> _Stated exercise 1_:
Rewrite the two entries below, changing "assignment" to "job" and leaving everything else as it is.

> _Source passage_:
You’ve seen this sort of thing countless times before, namely in any movie with the word “Lassie” in the title. But if you happen to be a girl who loves dogs, you may find yourself wiping away a tear or two. This animated 3-D adventure follows a scrappy, white shelter mutt named Bolt (voiced by John Travolta) who isn’t a superhero, but he plays one on TV. Trouble is, he has no idea he’s an actor in a role. He thinks he’s really saving plucky, young Penny (Miley Cyrus) – his “person,” as he’s so proud to call her – from bad guys and explosions over and over again. When Bolt accidentally gets shipped across the country from Hollywood to New York City, in totally contrived fashion, he must make that tried-and-true, intrepid trek back home. Along the way he befriends the street-wise, wisecracking alley cat, Mittens (Susie Essman in a slightly less vulgar mode than you’d find her on “Curb Your Enthusiasm”), and the overeager, overfed hamster Rhino (the scene-stealing Mark Walton), who’s obsessed with television and is totally psyched about the prospect of being Bolt’s crime-fighting sidekick. A sort of small, furry Louie Anderson look-alike, the delusional hamster is an undeniable hoot but “Bolt” goes to him a few times too many for the reliable laugh; a little of Rhino goes a long way. Animated, PG.

Four Christmases – The size difference between Vince Vaughn and Reese Witherspoon isn’t the only thing keeping them apart. His signature rat-a-tat overconfidence and her pleasing girl-next-door perkiness turn out to be an awkward mix. Individually likable, Vaughn and Witherspoon never mesh as a couple. And that’s a problem, since we’re meant to root for them to stick together through the myriad obstacles thrown their way during one massively contrived Christmas. It doesn’t help their cause that they’re saddled with hackneyed holiday gags: wacky relatives making inappropriate remarks, decorations that cause severe bodily harm, uncomfortable gift exchanges. And “Four Christmases” began with some promise, too.

> _Data_:
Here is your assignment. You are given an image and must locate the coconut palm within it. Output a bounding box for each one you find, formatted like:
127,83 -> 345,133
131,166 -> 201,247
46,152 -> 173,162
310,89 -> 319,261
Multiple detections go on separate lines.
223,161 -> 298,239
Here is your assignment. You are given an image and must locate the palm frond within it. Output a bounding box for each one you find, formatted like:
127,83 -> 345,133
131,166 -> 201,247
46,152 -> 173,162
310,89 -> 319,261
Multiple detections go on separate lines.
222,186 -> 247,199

> _Stated exercise 2_:
In the movie reviews, who voices the shelter dog Bolt?

> _Correct answer 1_:
Here is your job. You are given an image and must locate the coconut palm within it. Output a bounding box for each one you find, formatted like:
127,83 -> 345,133
131,166 -> 201,247
46,152 -> 173,162
310,89 -> 319,261
Multiple detections go on separate lines.
223,161 -> 298,239
Here is your job. You are given an image and must locate the palm frond within it. Output a bounding box for each one you find, formatted like:
127,83 -> 345,133
131,166 -> 201,247
46,152 -> 173,162
310,89 -> 319,261
Multiple detections go on separate lines.
222,186 -> 247,199

> _Correct answer 2_:
John Travolta